__Work to do__
Output every record below exactly as it appears.

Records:
★ ★ ★ ★ ★ ★ ★
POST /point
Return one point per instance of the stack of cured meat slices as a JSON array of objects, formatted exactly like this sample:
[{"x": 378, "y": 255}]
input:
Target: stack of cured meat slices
★ ★ ★ ★ ★ ★ ★
__Response to this task__
POST /point
Return one point per instance of the stack of cured meat slices as a JSON array of objects, formatted exactly like this sample:
[{"x": 378, "y": 255}]
input:
Target: stack of cured meat slices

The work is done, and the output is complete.